INSTRUCTIONS FOR THE TASK: Starting with the line that contains "Where can the horizontal" and going on through the line that contains "<point>113,402</point>", reproduce only those lines of the entries, replacing "dresser drawer" with "cabinet drawer" wherever it occurs and keeping all else unchanged. Leave the pictures out of your answer.

— Start RECORDS SHOWN —

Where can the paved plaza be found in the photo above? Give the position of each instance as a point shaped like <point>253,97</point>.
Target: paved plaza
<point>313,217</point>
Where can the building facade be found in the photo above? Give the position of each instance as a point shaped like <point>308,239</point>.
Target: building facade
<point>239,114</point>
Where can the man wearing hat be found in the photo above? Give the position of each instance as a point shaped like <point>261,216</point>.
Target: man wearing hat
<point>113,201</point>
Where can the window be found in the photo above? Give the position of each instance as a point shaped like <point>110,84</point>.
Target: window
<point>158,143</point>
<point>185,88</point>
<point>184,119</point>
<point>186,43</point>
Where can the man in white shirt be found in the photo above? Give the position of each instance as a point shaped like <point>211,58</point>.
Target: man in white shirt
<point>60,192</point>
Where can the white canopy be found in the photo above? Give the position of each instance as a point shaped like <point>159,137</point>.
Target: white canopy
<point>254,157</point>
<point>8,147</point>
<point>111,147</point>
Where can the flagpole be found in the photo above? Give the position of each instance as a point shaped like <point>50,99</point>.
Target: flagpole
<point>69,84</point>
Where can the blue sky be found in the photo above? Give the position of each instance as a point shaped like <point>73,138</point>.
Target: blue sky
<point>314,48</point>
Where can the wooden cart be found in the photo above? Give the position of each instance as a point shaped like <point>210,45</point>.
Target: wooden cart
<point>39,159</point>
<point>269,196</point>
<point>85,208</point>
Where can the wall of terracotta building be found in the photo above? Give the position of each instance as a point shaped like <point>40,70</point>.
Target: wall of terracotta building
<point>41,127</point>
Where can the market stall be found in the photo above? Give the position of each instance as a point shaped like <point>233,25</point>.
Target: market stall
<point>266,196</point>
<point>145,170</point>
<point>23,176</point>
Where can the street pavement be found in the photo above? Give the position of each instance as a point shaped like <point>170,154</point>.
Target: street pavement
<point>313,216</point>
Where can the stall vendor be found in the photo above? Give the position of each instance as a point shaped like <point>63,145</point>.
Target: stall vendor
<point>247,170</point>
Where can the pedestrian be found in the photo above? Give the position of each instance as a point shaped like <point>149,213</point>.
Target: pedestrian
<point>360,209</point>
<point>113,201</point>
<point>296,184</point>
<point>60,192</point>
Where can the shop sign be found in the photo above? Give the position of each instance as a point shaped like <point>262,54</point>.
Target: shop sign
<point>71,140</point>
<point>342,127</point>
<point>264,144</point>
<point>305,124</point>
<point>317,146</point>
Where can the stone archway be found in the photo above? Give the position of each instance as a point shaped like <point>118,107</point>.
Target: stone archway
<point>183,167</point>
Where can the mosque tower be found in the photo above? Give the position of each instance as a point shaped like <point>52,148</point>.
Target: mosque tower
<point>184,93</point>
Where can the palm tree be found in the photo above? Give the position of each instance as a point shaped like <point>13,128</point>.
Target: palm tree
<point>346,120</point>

— End RECORDS SHOWN —
— Start RECORDS SHOWN —

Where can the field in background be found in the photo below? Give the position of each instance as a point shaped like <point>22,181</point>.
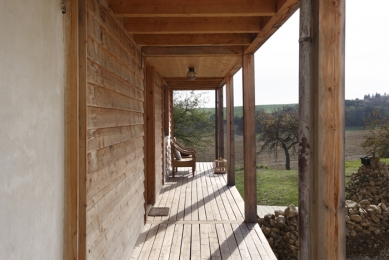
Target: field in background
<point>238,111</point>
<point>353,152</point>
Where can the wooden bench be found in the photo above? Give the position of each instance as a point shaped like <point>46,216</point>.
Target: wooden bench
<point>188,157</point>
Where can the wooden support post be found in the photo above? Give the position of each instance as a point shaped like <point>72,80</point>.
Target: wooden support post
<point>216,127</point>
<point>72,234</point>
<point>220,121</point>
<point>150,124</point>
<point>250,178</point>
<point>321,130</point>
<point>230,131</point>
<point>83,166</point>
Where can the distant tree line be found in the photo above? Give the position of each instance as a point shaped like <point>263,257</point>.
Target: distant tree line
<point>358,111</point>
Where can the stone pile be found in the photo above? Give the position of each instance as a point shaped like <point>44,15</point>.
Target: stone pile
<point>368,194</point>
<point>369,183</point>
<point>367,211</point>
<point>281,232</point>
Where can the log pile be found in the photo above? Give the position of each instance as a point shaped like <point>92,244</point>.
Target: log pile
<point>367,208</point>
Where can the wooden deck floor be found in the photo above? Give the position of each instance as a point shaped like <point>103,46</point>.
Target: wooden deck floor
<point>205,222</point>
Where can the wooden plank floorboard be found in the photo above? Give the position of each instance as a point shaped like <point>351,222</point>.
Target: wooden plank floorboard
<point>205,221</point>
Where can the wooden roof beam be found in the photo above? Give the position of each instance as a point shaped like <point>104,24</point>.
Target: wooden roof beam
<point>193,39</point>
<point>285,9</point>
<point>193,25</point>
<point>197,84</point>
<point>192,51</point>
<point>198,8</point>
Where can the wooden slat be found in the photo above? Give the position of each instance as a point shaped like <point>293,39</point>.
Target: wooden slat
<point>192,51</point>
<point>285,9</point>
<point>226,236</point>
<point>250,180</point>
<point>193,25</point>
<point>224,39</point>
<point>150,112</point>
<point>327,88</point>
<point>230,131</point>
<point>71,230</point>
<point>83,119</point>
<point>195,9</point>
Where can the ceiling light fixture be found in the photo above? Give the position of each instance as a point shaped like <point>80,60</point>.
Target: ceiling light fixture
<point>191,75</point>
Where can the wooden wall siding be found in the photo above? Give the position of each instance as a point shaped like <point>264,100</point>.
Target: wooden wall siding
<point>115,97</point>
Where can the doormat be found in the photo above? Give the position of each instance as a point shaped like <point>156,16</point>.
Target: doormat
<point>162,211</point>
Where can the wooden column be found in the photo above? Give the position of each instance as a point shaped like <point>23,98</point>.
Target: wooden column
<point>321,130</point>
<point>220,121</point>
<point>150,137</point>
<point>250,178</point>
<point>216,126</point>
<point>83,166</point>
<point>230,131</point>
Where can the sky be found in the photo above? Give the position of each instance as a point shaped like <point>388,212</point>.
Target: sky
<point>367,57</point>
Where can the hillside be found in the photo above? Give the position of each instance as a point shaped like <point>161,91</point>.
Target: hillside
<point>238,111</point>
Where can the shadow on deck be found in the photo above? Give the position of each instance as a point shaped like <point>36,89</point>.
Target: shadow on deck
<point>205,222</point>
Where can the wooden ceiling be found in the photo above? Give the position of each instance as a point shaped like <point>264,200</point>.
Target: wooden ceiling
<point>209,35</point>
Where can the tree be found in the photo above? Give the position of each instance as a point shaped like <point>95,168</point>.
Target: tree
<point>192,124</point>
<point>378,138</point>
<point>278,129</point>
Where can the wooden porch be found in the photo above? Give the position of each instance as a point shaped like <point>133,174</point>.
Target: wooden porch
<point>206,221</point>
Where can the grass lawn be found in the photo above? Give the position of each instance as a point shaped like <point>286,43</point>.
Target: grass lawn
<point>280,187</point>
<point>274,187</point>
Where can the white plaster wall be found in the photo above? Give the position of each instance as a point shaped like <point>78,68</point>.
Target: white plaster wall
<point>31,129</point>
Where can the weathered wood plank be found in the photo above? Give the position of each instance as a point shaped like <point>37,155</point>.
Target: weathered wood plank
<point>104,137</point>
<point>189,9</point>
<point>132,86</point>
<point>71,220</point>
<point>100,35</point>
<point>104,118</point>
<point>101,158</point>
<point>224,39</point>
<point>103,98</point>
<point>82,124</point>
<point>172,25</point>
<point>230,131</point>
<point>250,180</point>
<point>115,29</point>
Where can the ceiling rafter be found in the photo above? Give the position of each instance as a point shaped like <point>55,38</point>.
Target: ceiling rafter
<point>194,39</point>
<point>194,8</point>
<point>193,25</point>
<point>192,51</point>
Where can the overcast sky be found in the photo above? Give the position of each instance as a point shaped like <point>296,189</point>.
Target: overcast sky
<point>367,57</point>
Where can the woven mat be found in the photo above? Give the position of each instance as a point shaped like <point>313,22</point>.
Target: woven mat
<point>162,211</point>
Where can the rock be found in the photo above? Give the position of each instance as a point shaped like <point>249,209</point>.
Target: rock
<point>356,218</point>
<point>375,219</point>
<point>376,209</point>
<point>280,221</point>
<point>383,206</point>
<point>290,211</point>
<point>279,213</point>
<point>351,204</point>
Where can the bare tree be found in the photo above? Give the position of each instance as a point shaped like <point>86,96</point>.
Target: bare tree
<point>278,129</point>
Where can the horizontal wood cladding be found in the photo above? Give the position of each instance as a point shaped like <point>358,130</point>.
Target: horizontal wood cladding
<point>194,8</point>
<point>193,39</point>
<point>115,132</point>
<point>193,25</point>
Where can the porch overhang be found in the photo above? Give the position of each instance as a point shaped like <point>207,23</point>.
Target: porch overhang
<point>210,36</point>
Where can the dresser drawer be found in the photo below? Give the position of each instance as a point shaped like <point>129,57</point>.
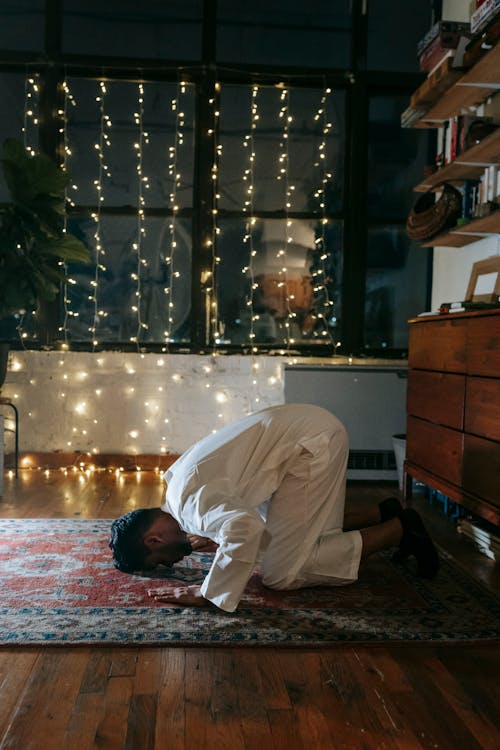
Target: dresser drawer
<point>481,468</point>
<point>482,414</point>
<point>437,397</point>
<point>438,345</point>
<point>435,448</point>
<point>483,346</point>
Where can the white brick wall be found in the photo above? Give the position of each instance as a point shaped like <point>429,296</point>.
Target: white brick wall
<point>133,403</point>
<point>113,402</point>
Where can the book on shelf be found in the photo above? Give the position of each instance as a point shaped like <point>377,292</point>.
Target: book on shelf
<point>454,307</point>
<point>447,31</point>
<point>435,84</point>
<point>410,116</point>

— End RECORDS SHOWN —
— Start RECORDS SHOWN —

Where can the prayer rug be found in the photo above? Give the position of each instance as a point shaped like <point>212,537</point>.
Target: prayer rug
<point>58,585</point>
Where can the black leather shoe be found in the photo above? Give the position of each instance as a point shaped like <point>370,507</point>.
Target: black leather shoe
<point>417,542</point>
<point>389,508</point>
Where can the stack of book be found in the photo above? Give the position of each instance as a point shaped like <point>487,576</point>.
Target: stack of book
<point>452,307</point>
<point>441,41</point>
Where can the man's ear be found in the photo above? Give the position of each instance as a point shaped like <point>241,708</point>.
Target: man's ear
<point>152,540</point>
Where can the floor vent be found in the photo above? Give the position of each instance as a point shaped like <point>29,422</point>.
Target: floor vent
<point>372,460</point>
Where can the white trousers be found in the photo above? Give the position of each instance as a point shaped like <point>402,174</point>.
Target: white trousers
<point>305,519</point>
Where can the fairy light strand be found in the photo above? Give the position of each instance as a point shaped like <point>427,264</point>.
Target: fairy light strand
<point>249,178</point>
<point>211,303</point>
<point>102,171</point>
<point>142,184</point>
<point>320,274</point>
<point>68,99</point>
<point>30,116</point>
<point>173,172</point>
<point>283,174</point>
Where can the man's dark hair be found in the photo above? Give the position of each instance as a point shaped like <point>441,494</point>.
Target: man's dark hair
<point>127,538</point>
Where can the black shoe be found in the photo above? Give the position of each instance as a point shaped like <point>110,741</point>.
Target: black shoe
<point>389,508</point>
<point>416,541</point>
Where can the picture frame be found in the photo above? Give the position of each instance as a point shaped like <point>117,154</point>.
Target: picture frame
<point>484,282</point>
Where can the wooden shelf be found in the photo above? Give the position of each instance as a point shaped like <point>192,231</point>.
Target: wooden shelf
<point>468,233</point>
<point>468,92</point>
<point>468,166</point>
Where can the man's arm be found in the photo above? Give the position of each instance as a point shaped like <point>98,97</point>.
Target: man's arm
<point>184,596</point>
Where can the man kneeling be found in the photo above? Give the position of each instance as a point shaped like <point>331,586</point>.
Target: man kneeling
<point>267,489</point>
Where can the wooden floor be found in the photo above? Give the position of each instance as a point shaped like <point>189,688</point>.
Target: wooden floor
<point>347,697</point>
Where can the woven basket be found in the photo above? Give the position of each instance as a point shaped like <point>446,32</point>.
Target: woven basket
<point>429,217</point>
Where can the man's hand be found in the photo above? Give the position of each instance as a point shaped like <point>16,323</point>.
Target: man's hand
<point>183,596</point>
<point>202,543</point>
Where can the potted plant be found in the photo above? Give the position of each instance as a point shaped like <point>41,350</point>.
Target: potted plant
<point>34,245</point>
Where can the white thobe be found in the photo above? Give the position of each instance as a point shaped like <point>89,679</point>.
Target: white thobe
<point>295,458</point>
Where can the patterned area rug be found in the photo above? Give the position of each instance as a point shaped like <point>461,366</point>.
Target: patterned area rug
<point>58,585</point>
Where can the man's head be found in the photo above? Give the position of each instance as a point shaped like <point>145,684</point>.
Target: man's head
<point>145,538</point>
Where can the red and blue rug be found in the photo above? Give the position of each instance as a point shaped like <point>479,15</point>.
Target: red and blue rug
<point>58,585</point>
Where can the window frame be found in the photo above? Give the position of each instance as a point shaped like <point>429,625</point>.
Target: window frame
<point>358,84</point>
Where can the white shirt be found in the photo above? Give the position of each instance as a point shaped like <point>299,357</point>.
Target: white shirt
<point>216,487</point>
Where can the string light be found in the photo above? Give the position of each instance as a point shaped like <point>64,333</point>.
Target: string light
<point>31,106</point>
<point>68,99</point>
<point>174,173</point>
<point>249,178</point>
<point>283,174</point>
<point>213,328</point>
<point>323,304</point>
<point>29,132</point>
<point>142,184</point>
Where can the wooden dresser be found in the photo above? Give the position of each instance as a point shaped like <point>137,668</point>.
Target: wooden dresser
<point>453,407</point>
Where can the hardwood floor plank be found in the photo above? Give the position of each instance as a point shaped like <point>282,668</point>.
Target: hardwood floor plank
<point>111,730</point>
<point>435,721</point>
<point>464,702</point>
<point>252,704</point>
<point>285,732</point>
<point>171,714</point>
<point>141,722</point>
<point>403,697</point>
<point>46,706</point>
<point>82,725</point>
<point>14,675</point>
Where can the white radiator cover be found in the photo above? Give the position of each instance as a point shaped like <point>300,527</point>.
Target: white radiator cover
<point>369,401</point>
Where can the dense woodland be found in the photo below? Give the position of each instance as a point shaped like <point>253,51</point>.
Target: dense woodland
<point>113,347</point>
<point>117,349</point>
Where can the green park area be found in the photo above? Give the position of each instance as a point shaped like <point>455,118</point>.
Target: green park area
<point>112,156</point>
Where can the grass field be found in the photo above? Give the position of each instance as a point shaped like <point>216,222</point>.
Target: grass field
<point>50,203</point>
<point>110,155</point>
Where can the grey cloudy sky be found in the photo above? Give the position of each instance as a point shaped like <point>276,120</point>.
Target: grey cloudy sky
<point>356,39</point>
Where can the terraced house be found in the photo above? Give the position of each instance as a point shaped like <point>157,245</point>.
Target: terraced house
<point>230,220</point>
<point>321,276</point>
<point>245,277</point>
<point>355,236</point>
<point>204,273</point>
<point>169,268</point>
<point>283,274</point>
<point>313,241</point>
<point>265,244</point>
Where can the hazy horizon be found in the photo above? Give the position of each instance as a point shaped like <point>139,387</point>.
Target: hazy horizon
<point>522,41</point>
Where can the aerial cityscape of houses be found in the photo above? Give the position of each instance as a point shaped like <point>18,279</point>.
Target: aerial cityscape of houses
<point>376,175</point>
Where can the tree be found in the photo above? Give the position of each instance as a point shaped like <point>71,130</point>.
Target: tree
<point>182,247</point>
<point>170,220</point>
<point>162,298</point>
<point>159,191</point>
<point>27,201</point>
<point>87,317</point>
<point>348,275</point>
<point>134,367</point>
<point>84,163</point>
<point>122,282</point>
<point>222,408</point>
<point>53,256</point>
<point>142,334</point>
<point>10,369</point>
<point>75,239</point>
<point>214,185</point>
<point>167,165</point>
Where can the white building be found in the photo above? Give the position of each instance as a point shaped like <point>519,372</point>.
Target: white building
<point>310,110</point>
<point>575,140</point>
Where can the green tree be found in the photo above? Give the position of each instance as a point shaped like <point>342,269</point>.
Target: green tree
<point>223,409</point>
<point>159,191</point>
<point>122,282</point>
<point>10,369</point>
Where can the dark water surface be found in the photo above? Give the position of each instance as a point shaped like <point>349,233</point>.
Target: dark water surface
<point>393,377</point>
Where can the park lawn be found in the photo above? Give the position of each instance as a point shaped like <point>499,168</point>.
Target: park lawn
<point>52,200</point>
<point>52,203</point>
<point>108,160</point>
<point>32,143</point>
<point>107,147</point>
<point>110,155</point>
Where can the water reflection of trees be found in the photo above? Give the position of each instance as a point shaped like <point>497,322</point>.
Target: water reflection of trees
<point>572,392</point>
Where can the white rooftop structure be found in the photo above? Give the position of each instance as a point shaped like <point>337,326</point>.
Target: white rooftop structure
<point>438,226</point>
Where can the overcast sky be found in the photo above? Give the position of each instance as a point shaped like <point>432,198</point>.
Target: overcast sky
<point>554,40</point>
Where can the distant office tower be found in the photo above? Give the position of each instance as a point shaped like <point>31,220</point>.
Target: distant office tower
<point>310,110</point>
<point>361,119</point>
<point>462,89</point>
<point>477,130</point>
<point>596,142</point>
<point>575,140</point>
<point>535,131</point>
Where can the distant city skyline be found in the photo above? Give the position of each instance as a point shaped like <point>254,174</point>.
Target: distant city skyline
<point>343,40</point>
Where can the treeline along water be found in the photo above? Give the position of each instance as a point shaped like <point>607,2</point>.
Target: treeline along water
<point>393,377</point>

— End RECORDS SHOWN —

TASK ANSWER:
Where can the horizontal wood cladding be found in the photo above? Give the position of each instance as a point shaped like <point>358,130</point>.
Target: horizontal wood cladding
<point>194,8</point>
<point>193,39</point>
<point>115,132</point>
<point>193,25</point>
Where can the porch overhang be found in the photo above? Give the position of each instance as a point shaped like <point>207,23</point>.
Target: porch overhang
<point>210,36</point>
Where can the cabinet drawer be found in the photo below? Give the position of each instance as a point shaped like <point>129,57</point>.
Target: cabinet drawer
<point>481,468</point>
<point>482,414</point>
<point>437,397</point>
<point>438,345</point>
<point>435,448</point>
<point>483,346</point>
Where can the white brick wall be found in the photo above? Give the position of each instance as a point shaped like <point>429,296</point>.
Target: white brick wall
<point>133,403</point>
<point>113,402</point>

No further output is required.